— Start of ENTRIES PROVIDED —

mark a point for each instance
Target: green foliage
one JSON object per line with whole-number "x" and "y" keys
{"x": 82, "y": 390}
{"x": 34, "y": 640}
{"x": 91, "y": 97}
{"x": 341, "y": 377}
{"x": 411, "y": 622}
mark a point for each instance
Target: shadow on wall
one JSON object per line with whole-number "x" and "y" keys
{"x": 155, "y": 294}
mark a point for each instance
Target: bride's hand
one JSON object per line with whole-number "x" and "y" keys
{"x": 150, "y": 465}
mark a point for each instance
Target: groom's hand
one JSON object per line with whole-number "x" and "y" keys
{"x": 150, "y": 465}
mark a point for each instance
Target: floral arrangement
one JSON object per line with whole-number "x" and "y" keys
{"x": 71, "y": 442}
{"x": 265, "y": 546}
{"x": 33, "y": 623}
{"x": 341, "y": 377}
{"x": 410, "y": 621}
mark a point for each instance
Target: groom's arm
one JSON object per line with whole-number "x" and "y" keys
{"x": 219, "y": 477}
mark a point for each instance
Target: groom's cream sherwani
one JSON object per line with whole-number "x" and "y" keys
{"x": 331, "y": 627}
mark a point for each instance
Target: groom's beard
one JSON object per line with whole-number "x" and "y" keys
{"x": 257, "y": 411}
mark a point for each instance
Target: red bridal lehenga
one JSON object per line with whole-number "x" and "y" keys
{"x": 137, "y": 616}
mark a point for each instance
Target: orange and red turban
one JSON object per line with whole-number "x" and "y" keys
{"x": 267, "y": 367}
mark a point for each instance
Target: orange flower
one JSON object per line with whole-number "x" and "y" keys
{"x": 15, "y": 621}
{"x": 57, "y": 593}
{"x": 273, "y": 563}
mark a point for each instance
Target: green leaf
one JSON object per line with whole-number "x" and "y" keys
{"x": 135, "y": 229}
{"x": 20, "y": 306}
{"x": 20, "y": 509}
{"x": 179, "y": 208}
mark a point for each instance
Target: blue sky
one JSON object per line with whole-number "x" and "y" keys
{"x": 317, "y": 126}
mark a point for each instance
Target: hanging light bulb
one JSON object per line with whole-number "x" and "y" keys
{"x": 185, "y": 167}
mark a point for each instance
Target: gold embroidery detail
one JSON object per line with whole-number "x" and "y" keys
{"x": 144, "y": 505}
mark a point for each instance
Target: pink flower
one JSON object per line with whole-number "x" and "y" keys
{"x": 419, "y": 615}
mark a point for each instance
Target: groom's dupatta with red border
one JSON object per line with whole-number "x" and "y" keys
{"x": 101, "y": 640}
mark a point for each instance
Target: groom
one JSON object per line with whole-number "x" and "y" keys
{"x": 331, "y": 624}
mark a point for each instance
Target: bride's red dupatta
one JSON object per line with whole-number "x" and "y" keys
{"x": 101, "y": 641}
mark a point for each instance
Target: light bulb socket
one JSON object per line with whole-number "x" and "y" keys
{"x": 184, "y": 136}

— End of ENTRIES PROVIDED —

OBJECTIVE - Extract each record, keeping it identical to the original.

RIGHT ANSWER -
mark a point for each instance
Target: green foliage
one JSON object per line with whole-number "x" and "y" keys
{"x": 82, "y": 390}
{"x": 34, "y": 640}
{"x": 91, "y": 97}
{"x": 341, "y": 377}
{"x": 411, "y": 622}
mark a point for each instance
Target: shadow on wall
one JSON object per line with whole-number "x" and "y" keys
{"x": 155, "y": 294}
mark a point for each instance
Target: bride's hand
one JSON object per line with whole-number "x" and "y" keys
{"x": 150, "y": 465}
mark a point for each instance
Target: groom's hand
one JSON object per line with whole-number "x" and "y" keys
{"x": 150, "y": 465}
mark a point for each instance
Target: floral arrangement
one JSON object per line with whole-number "x" and "y" keys
{"x": 71, "y": 442}
{"x": 265, "y": 546}
{"x": 33, "y": 623}
{"x": 341, "y": 377}
{"x": 410, "y": 621}
mark a point for each instance
Target: groom's arm
one JSON object per line with whole-number "x" and "y" keys
{"x": 219, "y": 477}
mark a point for each instance
Target: groom's cream sherwani
one JSON object per line with whole-number "x" and "y" keys
{"x": 331, "y": 627}
mark a point for each instance
Target: groom's beard
one JSON object per line with whole-number "x" and "y" keys
{"x": 257, "y": 411}
mark a point for each instance
Target: red bridal lehenga
one JSON object per line with whole-number "x" and "y" keys
{"x": 137, "y": 616}
mark a point for each instance
Target: orange and red turban
one JSON object per line with whole-number "x" and "y" keys
{"x": 267, "y": 367}
mark a point for each instance
Target: orange flower
one JSON object per line with whole-number "x" and "y" keys
{"x": 15, "y": 621}
{"x": 57, "y": 593}
{"x": 273, "y": 563}
mark a point for each instance
Target: green leaf
one JSON object per line with whole-number "x" and "y" keys
{"x": 135, "y": 229}
{"x": 20, "y": 306}
{"x": 20, "y": 509}
{"x": 179, "y": 208}
mark a point for each instance
Target: blue sky
one JSON object per line with whole-number "x" and "y" keys
{"x": 317, "y": 126}
mark a point for each instance
Target: hanging light bulb
one JSON object per line with whole-number "x" and "y" keys
{"x": 185, "y": 167}
mark a point for each instance
Target: gold embroidery detail
one JSON object per line with whole-number "x" and "y" keys
{"x": 144, "y": 505}
mark a point for each instance
Target: pink flower
one JSON object per line with whole-number "x" and "y" keys
{"x": 419, "y": 615}
mark a point for each instance
Target: groom's dupatta with red border
one JSON object per line with whole-number "x" and "y" keys
{"x": 101, "y": 640}
mark a point for each instance
Target: groom
one JSON object per line with whole-number "x" and "y" keys
{"x": 331, "y": 624}
mark a point for each instance
Target: bride's red dupatta
one JSON object per line with whole-number "x" and "y" keys
{"x": 101, "y": 641}
mark a point for each instance
Target: light bulb socket
one JSON object per line with whole-number "x" and "y" keys
{"x": 184, "y": 136}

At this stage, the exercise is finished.